Copy the entries word for word from their first line through the line containing "Query: black tank top", including both ends.

(Dataset entries)
[BEGIN]

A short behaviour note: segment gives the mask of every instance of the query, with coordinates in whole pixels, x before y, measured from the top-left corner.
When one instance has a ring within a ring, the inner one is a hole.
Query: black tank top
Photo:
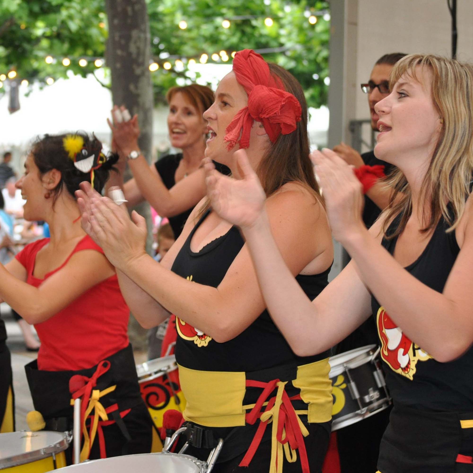
[[[198,253],[191,249],[195,230],[209,215],[200,219],[175,260],[172,271],[201,284],[217,287],[243,246],[239,231],[232,227],[224,235],[206,245]],[[313,299],[327,284],[330,268],[320,274],[298,275],[296,279],[304,291]],[[183,294],[183,297],[185,297]],[[235,338],[218,343],[197,327],[185,324],[176,314],[177,362],[192,369],[203,371],[256,371],[279,366],[294,366],[311,363],[330,355],[330,350],[307,357],[293,352],[267,310]],[[290,314],[288,317],[290,317]],[[282,379],[282,378],[281,378]]]
[[[388,236],[400,219],[394,219],[389,226]],[[448,228],[441,219],[422,254],[405,268],[438,292],[443,291],[460,251],[455,231],[446,233]],[[397,239],[383,239],[382,245],[391,254]],[[371,305],[386,364],[386,383],[394,403],[427,410],[473,411],[473,349],[454,361],[439,363],[397,328],[374,297]]]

[END]

- _Complete response_
A short behaviour note: segment gives the mask of every instance of the query, with coordinates in whole pixels, x before y, measured from the top-left corner.
When one instance has a ring within a ring, the inner one is a hole.
Query: black tank top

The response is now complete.